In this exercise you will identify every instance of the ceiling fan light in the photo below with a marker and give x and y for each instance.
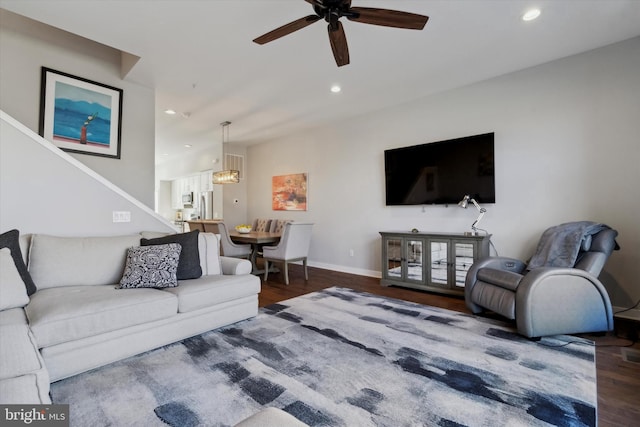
(531, 14)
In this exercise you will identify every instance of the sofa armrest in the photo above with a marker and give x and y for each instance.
(554, 301)
(235, 266)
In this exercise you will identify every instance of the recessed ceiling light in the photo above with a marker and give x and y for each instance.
(531, 14)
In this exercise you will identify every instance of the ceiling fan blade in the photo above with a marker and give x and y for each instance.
(339, 45)
(388, 18)
(286, 29)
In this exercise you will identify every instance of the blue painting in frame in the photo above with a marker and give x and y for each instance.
(79, 115)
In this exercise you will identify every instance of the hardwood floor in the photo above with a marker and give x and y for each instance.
(618, 380)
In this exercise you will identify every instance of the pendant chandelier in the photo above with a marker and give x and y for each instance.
(226, 176)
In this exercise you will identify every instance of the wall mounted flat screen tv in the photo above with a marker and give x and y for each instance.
(441, 172)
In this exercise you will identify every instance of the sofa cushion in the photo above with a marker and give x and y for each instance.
(72, 261)
(207, 291)
(151, 266)
(13, 316)
(13, 292)
(18, 351)
(189, 265)
(11, 240)
(62, 314)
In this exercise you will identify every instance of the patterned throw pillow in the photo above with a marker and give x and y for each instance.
(11, 240)
(152, 266)
(189, 265)
(13, 293)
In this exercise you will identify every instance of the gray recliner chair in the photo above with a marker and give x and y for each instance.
(556, 293)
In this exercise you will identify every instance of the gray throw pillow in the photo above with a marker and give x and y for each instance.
(11, 240)
(189, 266)
(151, 267)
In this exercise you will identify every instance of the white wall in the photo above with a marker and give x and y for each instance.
(566, 149)
(26, 46)
(44, 190)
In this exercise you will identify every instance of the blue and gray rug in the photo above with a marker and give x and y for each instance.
(340, 357)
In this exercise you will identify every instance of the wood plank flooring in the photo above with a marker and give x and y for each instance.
(618, 380)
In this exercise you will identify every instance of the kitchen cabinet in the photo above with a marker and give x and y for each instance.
(206, 181)
(436, 262)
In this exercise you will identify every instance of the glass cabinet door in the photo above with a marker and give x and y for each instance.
(463, 252)
(439, 262)
(393, 265)
(414, 250)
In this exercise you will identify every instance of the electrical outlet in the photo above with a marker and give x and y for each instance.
(121, 216)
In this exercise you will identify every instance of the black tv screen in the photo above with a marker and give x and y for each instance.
(441, 172)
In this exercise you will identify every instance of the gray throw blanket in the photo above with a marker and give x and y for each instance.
(559, 245)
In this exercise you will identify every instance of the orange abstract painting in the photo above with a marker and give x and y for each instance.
(289, 192)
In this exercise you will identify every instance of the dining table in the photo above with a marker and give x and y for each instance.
(256, 239)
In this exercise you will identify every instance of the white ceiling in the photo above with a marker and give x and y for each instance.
(200, 58)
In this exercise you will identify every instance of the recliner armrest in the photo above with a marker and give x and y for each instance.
(502, 278)
(497, 263)
(553, 300)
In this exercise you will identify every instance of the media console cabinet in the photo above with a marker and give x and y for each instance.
(436, 262)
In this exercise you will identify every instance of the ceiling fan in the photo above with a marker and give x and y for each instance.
(332, 10)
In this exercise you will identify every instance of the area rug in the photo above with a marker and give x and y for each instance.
(340, 357)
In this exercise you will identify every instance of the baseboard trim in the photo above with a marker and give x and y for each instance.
(343, 269)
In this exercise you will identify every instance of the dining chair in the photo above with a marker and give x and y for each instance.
(229, 248)
(293, 246)
(261, 224)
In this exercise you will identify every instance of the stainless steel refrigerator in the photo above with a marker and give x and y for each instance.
(205, 205)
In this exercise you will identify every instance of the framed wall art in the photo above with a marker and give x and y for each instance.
(80, 115)
(289, 192)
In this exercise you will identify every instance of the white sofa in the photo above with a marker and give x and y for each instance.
(79, 319)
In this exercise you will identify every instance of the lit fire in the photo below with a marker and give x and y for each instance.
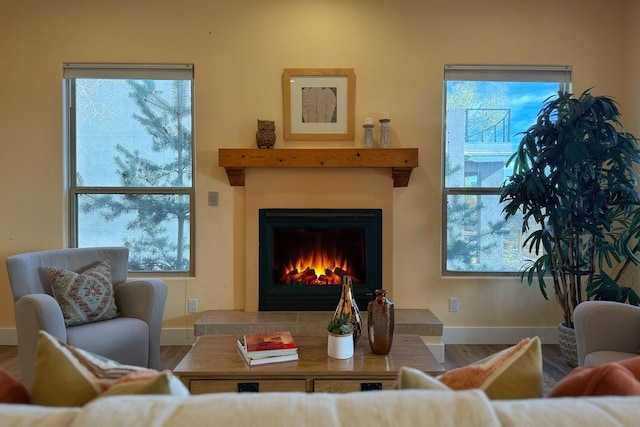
(316, 268)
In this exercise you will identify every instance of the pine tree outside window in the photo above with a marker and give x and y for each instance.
(130, 170)
(486, 108)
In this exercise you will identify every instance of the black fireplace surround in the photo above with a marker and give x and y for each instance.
(303, 254)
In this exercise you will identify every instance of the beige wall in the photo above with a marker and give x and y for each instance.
(239, 49)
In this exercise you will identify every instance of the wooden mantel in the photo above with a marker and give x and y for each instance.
(401, 161)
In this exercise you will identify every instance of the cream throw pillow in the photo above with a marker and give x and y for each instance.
(513, 373)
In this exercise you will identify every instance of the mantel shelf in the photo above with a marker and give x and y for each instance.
(401, 161)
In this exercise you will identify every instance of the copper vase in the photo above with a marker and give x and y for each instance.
(380, 323)
(348, 304)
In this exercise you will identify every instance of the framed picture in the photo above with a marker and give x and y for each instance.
(319, 103)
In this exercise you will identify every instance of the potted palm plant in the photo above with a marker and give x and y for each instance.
(340, 342)
(574, 184)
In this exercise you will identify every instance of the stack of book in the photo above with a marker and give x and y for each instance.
(268, 347)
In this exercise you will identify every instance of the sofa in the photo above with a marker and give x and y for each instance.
(379, 408)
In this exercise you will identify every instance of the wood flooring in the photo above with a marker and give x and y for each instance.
(456, 355)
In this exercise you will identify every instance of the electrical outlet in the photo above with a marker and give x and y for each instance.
(213, 198)
(193, 306)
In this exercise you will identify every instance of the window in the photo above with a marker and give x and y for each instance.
(130, 174)
(486, 109)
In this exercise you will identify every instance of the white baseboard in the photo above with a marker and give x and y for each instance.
(479, 335)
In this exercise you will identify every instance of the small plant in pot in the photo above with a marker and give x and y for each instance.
(574, 184)
(340, 342)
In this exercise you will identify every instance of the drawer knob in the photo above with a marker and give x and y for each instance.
(370, 386)
(248, 387)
######
■ **Work to be completed**
Exclude the pictures, then write out every record exactly as it stands.

■ **Exercise response**
In this exercise you will identify every instance of the ceiling fan light in the photo below with a marker and give x and y for each instance.
(531, 14)
In this exercise you will identify every instance of the sofa armrest in the photo above with a marker and give x and y for each instance.
(554, 301)
(235, 266)
In this exercise you will identify every instance of the recessed ceiling light in the photo above with a marker and give x and y for each instance.
(531, 14)
In this exercise you will identify every instance of the ceiling fan blade in the photo above with a marker and give x and y for each instance.
(339, 45)
(388, 18)
(286, 29)
In this exercise you will identify every instance of the blue painting in frame in the photo above with a marker and give x and y for each instance.
(79, 115)
In this exercise you will identify every instance of the hardwood floor in the photo above with a marker and give x and y for each instance.
(618, 380)
In this exercise you will identify every instance of the pendant chandelier in the photo above with a marker and give x and y for each instance.
(226, 176)
In this exercise you will identify every instance of the wall mounted flat screen tv in the photo above with a marker and give x and y for each instance.
(441, 172)
In this exercise you will identify every instance of the sofa cushion in the photo above with a marker and give x and y for each instance.
(72, 261)
(207, 291)
(151, 266)
(13, 316)
(13, 292)
(18, 351)
(189, 265)
(11, 240)
(62, 314)
In this exercise you will identify every instance of the patterned throw pillow in the photo above with a marker and give x and y for each instance.
(11, 240)
(152, 266)
(189, 265)
(13, 293)
In this exercise you will identify every instance of the gray recliner chair in the photo above with a marker and give x and y for each instance.
(556, 293)
In this exercise you will identify every instance of the gray throw pillow in the photo above with a marker and give x and y for each instance.
(11, 240)
(189, 266)
(151, 267)
In this exercise you will identify every instance of the white wall in the photo above with a marker and give x and y for each instance.
(566, 149)
(26, 46)
(44, 190)
In this exercise you will identify every instance of the blue and gray rug in the photo above with a marker and give x and y for each instance.
(340, 357)
In this exercise you will identify every instance of the wood plank flooring in the photo above with a marker and give x and y for each instance.
(618, 380)
In this exercise you will identify every instance of the kitchen cabinet in the photo above with a marker and give x and y for each instance.
(206, 181)
(436, 262)
In this exercise you will identify every instance of the glass cabinet door in the photo above with a marker and give x and y for each instance.
(463, 252)
(439, 262)
(393, 265)
(414, 250)
In this exercise you will identify every instance of the electrical outlet in the photo above with a marker and give x and y for each instance.
(121, 216)
In this exercise you will identify every instance of the black tv screen in the photo above with a marker and give x and y for each instance.
(441, 172)
In this exercise you will identify every instance of the gray throw blanket in the photo above with a marker and give x and y for each instance.
(559, 245)
In this exercise you will identify every instance of the orange abstract painting in the photo above with a marker and give x and y for each instance.
(289, 192)
In this exercise you will identify every instance of the dining table in the photo above with a marker and give x and y for each instance.
(256, 239)
In this exercise you will identify every instance of the white ceiling in the photo above with a marker and give x and y for each instance.
(200, 58)
In this exercise you will identify every instance of the recliner armrest in the photo above with a marker and give x and y for each instance.
(502, 278)
(497, 263)
(553, 300)
In this exercise you will identify every instance of the media console cabinet in the photo above with a marker and give x and y for each instance.
(436, 262)
In this exercise you will identify every instance of the ceiling fan in the photo above with a marker and give x and y for each instance.
(332, 10)
In this exercise you will identify every instance of the area rug in the photo above with a marker and give x and y for each instance.
(340, 357)
In this exercise you will identify every instance of the baseboard trim in the photo above with a marker and give x and y for each instance.
(343, 269)
In this exercise you will identify every instance of the dining chair in the photo above with a marker and give x and y for each instance.
(229, 248)
(293, 246)
(261, 224)
In this exercise you will identify every instance of the stainless steel refrigerator in the photo above with a marker and give x and y for each instance.
(205, 205)
In this exercise you will identify every instance of the framed wall art in the photo above with a marker and give x and y for each instance.
(80, 115)
(289, 192)
In this exercise you will identify every instance of the white sofa in the photo above with a marker and give x and y for each instance.
(79, 319)
In this exercise you will identify every instance of the lit fire in the photo below with a marker and give x and y for each instance.
(316, 268)
In this exercise you will identify every instance of the pine tree outside window in the photo above with a marker and give x and y for each instance.
(130, 170)
(486, 108)
In this exercise you will identify every instance of the black fireplace surround in the photo above with a marker and give x and y for each instance.
(303, 254)
In this exercise you will identify every instance of the beige wall in the photo above with a marker and give x and y for each instance.
(239, 49)
In this exercise you will identify every instance of the wooden mantel in the photo above with a marker and give x and y for each instance.
(401, 161)
In this exercise you will identify every instance of the cream throw pillow in the photo above with a marker and give x and y for each instance.
(513, 373)
In this exercise you will identify every instance of the mantel shelf in the photo above with a marker and give x and y for each instance.
(401, 161)
In this exercise you will identify every instance of the copper vase in the photo above with a marker and give x and y for each instance.
(380, 323)
(348, 304)
In this exercise you will identify every instance of the framed picture in the photo above with a marker and give x and y for each instance.
(319, 103)
In this exercise you will identify every instance of the potted palm plant in the photo above with a marker and give x and y for each instance.
(340, 342)
(574, 184)
In this exercise you will identify every instance of the stack of book in the photo above with a marker and give x and y for each instance.
(268, 347)
In this exercise you will identify every instance of the sofa in the photo above with a marker and give x and y for each instance.
(379, 408)
In this exercise you will identify every instance of the wood flooring in the photo above with a marker and give x and y for each instance.
(456, 355)
In this exercise you will identify every instance of the electrical outlet in the photo above with a marker and give x and y for each instance.
(213, 198)
(193, 306)
In this exercise you will identify every instance of the window in the photo above with a marker and give x and y for each instance.
(130, 174)
(486, 109)
In this exercise you will identify every instance of the white baseboard in the photo above with a marker and give x and y for each instance.
(479, 335)
In this exercise you will identify every instance of the small plant in pot in the photo above with a marker and give x and y for each instance.
(574, 184)
(340, 342)
In this exercise you will identify every instance of the drawer knob in the photo above with a marker and give x and y for each instance.
(370, 386)
(248, 387)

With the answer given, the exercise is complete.